Copy the data below verbatim, line by line, and omit the images.

── Listed entries ──

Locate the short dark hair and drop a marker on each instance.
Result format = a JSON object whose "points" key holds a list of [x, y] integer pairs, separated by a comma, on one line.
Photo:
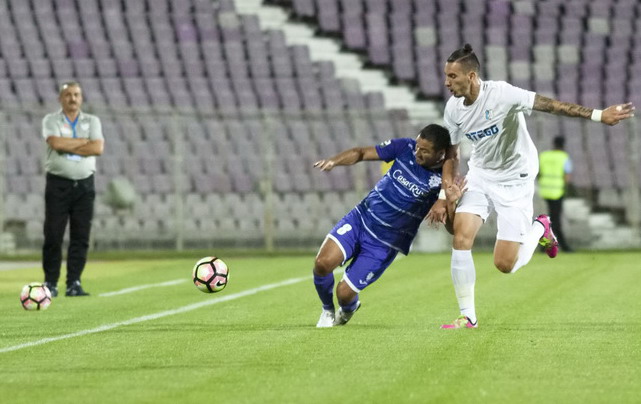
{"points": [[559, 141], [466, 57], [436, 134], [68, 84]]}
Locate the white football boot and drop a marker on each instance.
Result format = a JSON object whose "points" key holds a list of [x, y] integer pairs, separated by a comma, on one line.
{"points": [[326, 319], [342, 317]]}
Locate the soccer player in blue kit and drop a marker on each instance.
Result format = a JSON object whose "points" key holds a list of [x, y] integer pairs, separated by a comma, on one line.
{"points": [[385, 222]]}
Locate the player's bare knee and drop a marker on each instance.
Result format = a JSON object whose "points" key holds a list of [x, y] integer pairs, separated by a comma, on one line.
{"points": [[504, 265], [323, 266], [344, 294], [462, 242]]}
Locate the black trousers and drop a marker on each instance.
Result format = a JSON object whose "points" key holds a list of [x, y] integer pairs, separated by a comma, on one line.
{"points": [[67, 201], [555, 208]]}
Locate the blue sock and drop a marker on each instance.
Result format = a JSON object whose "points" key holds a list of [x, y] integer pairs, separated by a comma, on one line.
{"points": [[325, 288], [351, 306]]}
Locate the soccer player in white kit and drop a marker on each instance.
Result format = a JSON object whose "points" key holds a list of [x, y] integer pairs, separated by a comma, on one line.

───

• _Answer to this problem_:
Locate the short dark hair and drop a marker on each instance.
Result format = a JSON object whose "points" key holds a list of [x, y] integer pairs, separated by a comma, on one line.
Photo:
{"points": [[559, 141], [466, 57], [436, 134], [68, 84]]}
Locate the white football boot and drop a marker on each instance.
Result format = a JSON object whose "points" key holds a list of [x, y] integer pairs, separated by a comma, on one line.
{"points": [[326, 319], [342, 317]]}
Locate the soccer player in blue kit and drop a marker on each instance.
Result format = a JSON object whose "points" key holds a list of [x, y] integer pairs, separated by a comma, on one line.
{"points": [[385, 222]]}
Locate the player's bare knee and drop a marker on each instance.
Result format = a JSON object whose "points" key holds a list of [x, y] integer pairs, separated by a comma, on one line.
{"points": [[504, 265], [323, 266], [344, 294], [462, 242]]}
Locate the black trousers and drop a marker on each instance.
Result format = a JSON object whose "points" key holds a list of [x, y] integer pairs, separated by a comma, on one line.
{"points": [[67, 201], [555, 208]]}
Locate the blue sock and drop a marker on each instance.
Result format = a JSON object whose "points" key holds a list of [x, y] integer pairs, separated by a comma, on one line.
{"points": [[325, 288], [351, 306]]}
Locate the soccer player in white kit and drop a marker on each instance.
Result format = a JSON object whose "points" key holds a list of [x, y] integer pairs, separated by a comma, on one line.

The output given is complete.